**Text provided:**
┏━━
Yugoslavia filed a World Court case against 10 Nato alliance members, claiming their bombing campaign breaches international law. Yugoslavia also asked the 15-judge court, the UN's highest judicial body, to call a halt to the campaign while the case is being considered - a process which can take years.

Austria has agreed to take 5,000 more refugees and speed up airlifts from Macedonia in a bid to help the problem of overflowing refugee camps. Austria has already admitted 5,000 refugees.

UNHCR has called for countries to cut down on bureaucracy and speed up evacuations from Macedonia, where refugee camps are overflowing. On Wednesday, 1,593 refugees were evacuated, with the largest groups going to France (592) and Turkey (263) but this falls well short of UNHCR's immediate target of 2,000 departures a day.
┗━━
**Parts of the exercise:**
a) In the news excerpt on Yugoslavia and the refugees, how many refugees were evacuated from Macedonia on Wednesday?
b) Reproduce word for word the passage of the news excerpt on Yugoslavia and the refugees from "Austria has agreed" to "admitted 5,000 refugees.".
c) Write the next part of the news excerpt on Yugoslavia and the refugees, starting after its final sentence.
The material below isn't needed.

**Stored records:**
┏━━
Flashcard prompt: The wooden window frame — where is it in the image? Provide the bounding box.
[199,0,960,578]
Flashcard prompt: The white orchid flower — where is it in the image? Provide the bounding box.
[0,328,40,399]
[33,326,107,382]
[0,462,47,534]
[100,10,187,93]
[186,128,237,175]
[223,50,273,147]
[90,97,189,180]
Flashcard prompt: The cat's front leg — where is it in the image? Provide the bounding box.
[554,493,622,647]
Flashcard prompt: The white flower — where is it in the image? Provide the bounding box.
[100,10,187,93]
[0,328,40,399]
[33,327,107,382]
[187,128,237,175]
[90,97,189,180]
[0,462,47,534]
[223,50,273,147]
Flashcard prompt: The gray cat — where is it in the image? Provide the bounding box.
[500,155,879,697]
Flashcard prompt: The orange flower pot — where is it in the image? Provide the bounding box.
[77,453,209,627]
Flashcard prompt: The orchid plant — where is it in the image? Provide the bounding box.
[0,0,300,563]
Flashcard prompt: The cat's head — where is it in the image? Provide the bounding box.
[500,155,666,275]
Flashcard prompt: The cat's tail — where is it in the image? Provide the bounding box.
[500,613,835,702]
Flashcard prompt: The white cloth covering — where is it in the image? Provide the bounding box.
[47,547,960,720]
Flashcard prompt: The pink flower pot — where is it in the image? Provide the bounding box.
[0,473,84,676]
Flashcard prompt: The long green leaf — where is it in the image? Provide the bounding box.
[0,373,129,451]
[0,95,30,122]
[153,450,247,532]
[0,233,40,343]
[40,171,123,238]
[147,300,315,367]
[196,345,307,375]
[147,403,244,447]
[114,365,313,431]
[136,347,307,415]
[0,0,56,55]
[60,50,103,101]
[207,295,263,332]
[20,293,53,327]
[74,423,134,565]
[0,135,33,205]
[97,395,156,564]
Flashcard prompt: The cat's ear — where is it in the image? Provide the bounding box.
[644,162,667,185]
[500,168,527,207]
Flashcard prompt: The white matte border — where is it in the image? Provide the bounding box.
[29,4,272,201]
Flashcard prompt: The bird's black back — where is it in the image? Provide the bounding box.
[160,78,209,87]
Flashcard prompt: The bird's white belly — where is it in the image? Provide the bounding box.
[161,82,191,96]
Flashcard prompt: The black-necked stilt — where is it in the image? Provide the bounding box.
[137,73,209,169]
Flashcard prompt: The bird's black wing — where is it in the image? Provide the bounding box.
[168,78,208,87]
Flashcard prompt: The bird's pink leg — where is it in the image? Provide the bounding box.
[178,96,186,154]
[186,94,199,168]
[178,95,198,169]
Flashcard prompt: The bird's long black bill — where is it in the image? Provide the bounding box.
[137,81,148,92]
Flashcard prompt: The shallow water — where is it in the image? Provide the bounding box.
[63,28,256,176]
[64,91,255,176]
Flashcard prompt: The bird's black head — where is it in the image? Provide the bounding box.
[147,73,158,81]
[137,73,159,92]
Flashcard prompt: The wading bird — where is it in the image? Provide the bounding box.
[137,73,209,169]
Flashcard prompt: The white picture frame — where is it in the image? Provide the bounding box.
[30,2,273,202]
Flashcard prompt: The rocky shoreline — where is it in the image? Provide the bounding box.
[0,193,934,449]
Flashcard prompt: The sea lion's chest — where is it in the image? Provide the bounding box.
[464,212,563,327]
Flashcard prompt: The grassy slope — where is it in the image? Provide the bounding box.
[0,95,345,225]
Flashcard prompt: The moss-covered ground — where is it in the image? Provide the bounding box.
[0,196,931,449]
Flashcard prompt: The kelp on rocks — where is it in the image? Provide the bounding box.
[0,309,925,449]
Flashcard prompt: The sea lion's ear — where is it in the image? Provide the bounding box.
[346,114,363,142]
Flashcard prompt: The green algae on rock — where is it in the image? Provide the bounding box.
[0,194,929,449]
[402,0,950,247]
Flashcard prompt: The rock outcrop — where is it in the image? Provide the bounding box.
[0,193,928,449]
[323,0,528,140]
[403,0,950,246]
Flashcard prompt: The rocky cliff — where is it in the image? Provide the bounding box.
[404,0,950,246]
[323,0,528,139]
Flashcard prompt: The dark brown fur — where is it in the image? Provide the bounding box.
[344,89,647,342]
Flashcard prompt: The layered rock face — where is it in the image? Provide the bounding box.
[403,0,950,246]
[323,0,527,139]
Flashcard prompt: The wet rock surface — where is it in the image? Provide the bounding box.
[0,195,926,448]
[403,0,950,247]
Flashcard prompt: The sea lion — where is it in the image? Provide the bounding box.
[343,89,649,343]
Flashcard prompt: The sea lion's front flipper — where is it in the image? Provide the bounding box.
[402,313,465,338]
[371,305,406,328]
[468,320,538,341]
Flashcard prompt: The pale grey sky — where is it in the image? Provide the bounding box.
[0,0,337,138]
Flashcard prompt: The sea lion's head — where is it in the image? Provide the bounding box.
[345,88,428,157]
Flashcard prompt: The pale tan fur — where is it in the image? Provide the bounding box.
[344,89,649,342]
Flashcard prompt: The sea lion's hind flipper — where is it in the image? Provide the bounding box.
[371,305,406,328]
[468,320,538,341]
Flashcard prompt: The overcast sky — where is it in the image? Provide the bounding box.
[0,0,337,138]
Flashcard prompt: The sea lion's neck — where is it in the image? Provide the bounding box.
┗━━
┏━━
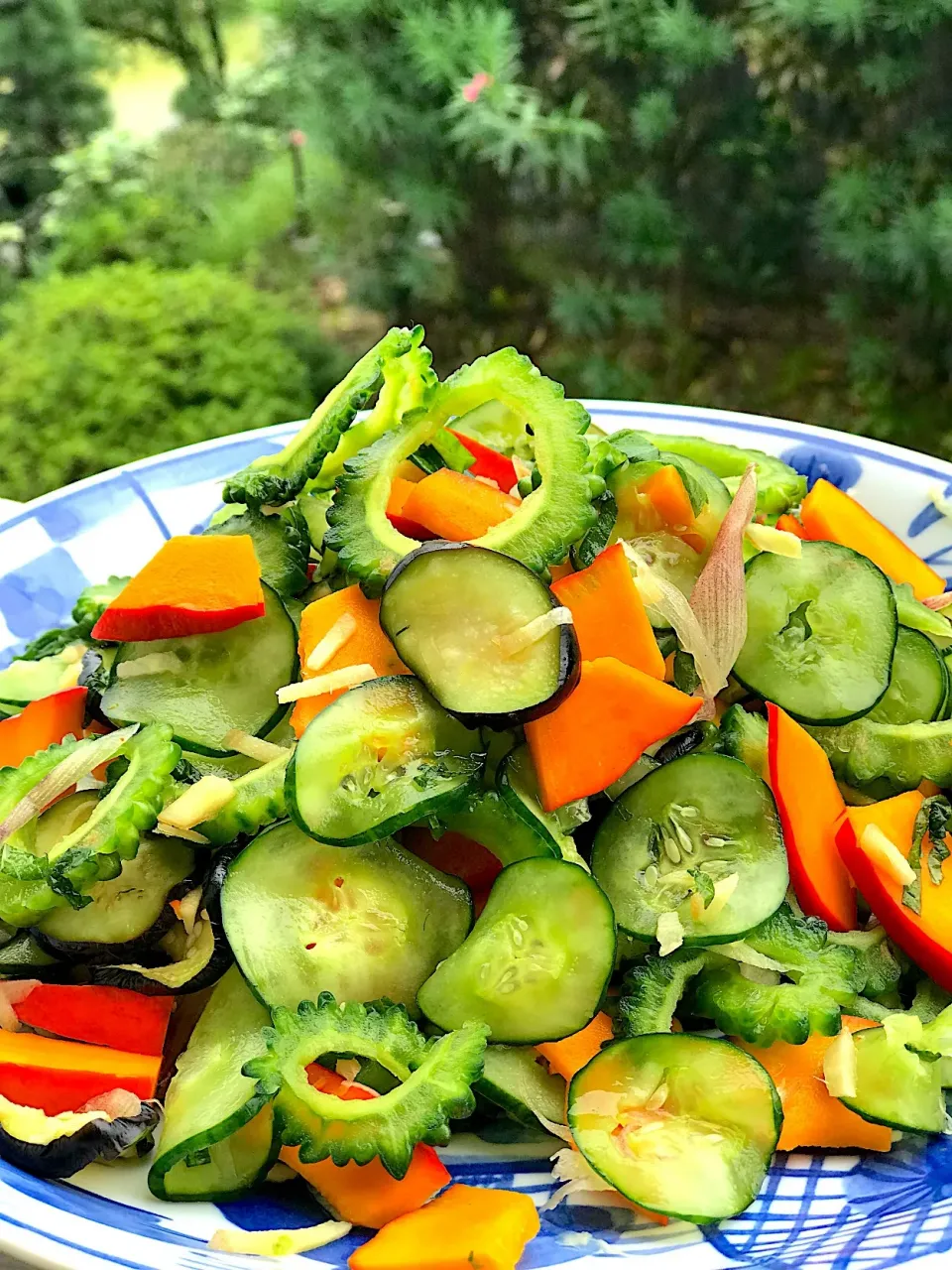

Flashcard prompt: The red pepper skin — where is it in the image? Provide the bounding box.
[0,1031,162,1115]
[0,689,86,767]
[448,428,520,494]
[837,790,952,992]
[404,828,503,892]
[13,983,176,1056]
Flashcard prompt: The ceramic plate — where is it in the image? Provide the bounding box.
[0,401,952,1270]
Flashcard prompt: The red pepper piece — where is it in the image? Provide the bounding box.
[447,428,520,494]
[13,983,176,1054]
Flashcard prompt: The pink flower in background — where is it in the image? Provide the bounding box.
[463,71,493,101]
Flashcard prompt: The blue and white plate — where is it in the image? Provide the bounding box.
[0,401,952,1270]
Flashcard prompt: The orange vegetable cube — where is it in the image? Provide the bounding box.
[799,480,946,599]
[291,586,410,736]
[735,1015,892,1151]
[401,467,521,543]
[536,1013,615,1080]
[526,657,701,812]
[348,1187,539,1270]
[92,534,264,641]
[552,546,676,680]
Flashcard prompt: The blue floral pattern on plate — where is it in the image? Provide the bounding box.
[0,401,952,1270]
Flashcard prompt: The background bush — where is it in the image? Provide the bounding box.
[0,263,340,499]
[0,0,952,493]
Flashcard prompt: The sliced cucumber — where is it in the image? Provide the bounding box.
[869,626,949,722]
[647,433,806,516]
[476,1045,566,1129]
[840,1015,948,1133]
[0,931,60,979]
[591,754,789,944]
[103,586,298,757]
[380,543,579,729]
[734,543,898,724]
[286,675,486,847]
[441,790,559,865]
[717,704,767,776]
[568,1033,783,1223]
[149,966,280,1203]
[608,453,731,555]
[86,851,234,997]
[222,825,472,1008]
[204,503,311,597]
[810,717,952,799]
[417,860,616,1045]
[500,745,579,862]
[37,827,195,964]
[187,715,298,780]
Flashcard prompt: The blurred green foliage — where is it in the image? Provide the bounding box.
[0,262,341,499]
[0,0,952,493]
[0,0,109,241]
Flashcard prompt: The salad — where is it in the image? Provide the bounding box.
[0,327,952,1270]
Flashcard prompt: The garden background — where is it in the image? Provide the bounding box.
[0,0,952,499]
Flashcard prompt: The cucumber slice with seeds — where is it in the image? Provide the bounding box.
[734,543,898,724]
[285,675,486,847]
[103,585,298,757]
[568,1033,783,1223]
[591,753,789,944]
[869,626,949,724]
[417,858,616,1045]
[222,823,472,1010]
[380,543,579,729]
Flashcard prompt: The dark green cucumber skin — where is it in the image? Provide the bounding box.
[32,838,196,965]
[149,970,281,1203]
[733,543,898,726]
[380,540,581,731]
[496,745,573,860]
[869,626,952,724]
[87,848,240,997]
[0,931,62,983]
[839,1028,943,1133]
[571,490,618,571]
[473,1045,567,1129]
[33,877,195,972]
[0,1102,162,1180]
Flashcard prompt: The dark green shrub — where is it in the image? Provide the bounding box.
┗━━
┏━━
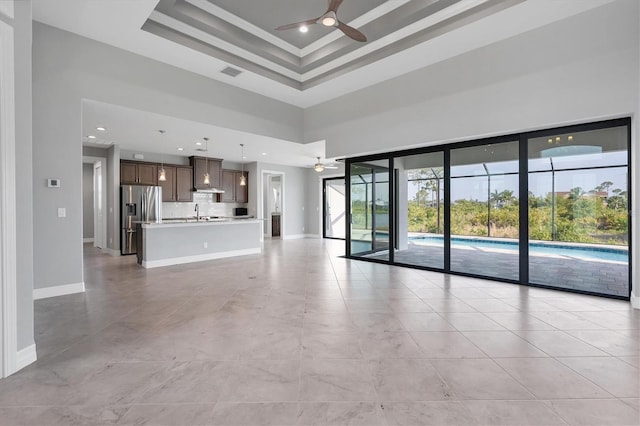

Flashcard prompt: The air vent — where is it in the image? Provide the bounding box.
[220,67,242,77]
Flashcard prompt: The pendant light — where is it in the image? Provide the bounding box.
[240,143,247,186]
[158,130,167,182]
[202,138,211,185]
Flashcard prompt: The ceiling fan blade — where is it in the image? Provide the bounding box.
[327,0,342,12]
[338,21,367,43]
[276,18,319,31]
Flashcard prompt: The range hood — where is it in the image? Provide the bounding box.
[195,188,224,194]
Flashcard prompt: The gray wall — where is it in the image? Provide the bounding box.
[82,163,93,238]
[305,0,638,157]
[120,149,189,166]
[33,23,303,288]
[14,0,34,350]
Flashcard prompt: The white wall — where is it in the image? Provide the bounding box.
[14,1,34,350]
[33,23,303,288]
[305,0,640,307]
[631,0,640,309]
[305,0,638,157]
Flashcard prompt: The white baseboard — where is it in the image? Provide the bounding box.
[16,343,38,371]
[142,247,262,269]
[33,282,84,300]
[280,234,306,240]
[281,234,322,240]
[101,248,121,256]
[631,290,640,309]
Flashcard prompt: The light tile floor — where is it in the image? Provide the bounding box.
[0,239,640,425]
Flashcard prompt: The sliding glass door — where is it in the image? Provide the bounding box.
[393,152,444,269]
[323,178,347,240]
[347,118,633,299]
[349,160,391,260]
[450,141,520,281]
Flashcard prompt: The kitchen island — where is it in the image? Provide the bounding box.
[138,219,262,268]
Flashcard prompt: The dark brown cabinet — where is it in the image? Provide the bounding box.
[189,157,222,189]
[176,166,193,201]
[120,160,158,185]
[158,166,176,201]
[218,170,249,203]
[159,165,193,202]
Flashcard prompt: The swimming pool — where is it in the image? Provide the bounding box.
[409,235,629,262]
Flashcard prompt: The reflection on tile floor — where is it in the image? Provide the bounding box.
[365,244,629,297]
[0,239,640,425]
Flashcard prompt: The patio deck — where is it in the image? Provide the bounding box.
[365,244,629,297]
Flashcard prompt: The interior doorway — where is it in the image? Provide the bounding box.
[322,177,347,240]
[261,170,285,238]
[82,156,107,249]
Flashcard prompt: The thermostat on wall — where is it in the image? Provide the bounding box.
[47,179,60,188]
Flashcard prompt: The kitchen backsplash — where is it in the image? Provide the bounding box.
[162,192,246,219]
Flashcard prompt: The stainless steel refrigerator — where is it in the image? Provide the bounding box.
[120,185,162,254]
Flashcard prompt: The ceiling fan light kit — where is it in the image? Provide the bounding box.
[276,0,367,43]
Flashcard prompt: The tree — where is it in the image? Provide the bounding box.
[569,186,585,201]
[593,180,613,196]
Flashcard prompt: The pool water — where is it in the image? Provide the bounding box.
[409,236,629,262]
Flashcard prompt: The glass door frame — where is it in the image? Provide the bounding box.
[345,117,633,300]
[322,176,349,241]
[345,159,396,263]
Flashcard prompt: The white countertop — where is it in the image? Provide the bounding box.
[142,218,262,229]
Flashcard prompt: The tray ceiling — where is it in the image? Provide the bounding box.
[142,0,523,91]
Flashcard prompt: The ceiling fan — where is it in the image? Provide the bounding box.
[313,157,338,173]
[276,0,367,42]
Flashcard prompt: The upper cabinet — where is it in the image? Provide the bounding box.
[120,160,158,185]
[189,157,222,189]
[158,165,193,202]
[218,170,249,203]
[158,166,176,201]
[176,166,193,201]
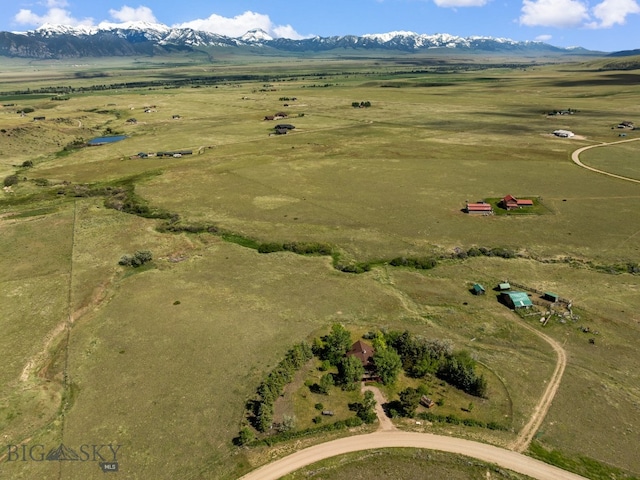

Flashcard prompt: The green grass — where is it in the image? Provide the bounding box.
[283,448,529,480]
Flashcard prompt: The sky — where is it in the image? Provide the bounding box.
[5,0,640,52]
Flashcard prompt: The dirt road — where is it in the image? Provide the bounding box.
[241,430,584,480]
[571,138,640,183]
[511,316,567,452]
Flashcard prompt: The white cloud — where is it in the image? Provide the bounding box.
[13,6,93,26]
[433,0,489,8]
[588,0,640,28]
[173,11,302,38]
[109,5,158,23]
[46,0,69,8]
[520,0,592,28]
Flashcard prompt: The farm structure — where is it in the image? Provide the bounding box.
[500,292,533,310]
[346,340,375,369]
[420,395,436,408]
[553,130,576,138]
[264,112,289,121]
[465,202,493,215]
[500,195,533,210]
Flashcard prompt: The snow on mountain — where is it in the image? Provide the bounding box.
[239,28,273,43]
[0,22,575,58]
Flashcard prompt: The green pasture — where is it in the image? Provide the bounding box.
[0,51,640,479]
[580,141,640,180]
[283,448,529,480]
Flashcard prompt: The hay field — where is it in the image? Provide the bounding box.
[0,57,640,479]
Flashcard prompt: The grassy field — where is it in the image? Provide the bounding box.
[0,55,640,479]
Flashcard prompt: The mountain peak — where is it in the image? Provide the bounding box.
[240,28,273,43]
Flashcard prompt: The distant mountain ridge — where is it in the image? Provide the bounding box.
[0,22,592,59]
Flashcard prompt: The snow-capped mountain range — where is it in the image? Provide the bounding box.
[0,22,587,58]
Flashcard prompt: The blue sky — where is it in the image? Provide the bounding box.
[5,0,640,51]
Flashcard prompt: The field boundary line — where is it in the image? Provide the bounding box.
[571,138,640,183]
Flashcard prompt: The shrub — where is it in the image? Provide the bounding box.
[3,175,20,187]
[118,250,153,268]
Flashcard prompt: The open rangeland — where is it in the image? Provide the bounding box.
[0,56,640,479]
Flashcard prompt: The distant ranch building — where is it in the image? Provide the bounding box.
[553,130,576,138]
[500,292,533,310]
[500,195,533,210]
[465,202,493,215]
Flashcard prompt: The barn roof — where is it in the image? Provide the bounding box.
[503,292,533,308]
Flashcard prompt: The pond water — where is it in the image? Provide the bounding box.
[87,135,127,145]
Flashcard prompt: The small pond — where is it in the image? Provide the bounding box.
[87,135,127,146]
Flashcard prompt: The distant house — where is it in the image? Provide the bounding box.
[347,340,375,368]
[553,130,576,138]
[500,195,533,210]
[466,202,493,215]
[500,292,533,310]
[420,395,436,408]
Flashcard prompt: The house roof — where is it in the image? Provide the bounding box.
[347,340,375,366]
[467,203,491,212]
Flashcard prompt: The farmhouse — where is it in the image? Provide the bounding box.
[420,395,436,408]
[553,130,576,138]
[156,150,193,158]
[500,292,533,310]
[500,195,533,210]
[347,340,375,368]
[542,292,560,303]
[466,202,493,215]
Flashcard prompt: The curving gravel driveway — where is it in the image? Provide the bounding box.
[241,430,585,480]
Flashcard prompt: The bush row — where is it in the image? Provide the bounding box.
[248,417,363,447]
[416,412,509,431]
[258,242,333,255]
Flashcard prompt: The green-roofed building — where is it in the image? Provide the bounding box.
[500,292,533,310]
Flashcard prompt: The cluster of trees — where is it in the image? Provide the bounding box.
┗━━
**Task results:**
a) 1,593 refugees were evacuated on Wednesday.

b)
Austria has agreed to take 5,000 more refugees and speed up airlifts from Macedonia in a bid to help the problem of overflowing refugee camps. Austria has already admitted 5,000 refugees.

c)
A small group of Kosovo Albanians in a Dutch refugee camp has launched a hunger strike in the hope of getting Albanian television broadcasts.

The Greek Foreign Minister, George Papandreou, says Athens opposes any Nato ground attack in Kosovo and would not participate in such an action.

Nato yesterday halted for two hours all flights to or from Tirana's Rinas International Airport after a sniffer dog found something suspicious in a package for Kosovo refugees.

Nearly a hundred journalists rallied in front of the Yugoslav Embassy in Croatia demanding the release of one of their colleagues jailed in Montenegro.